*ASSIGNED TASK:* Output the data below line for line, exactly, up to and including the line where "Please answer as" appears.

*DATASET EXTRACT:*
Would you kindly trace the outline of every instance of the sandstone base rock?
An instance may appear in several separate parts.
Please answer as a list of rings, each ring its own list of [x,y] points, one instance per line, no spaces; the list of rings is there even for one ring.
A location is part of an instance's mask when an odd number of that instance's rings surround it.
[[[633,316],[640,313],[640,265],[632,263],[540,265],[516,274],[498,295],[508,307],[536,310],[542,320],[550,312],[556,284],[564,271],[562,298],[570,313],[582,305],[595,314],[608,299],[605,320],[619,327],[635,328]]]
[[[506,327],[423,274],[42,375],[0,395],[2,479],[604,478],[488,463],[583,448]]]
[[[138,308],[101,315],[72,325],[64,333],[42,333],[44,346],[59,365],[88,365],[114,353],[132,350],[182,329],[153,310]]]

*ANSWER TO THE EXERCISE:*
Would you kindly trace the outline of every instance of the sandstone base rock?
An instance may appear in several separate parts.
Please answer as a list of rings, each ring its own list of [x,y] points, one instance per line, no spaces; the list of rings is there even for one ring.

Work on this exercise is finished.